[AIM]: Reproduce the records verbatim, from their first line through the line containing "[950,612,1003,656]", both ends included. Give those lines only.

Bounding-box records:
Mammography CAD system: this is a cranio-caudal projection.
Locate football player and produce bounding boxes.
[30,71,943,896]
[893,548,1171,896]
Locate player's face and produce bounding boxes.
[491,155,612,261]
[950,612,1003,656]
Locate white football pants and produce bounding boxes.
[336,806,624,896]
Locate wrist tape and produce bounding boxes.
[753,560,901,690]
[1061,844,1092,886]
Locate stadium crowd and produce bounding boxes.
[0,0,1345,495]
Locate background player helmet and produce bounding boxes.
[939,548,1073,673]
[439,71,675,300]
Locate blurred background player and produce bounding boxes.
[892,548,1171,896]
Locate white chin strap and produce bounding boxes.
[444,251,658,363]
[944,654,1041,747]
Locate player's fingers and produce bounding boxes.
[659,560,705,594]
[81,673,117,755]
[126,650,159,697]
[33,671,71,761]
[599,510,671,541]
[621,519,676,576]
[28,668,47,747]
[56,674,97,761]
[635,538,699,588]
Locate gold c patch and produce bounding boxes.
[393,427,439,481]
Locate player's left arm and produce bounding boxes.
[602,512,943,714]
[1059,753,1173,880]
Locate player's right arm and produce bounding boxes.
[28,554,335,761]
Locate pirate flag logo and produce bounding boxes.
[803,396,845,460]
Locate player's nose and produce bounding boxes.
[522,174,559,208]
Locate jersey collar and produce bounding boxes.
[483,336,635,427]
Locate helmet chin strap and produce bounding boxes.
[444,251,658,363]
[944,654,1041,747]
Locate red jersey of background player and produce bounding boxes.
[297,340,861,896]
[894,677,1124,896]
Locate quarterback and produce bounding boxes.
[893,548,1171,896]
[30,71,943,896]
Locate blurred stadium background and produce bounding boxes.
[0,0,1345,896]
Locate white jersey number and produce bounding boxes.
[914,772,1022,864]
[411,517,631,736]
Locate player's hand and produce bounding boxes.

[EXERCISE ANSWER]:
Mammography CAD system: this is a cranio-caudal projection.
Locate football player and produce bounding boxes.
[30,71,943,896]
[893,548,1171,896]
Locate player's face and produce bounding boxes.
[491,155,612,261]
[950,612,1003,656]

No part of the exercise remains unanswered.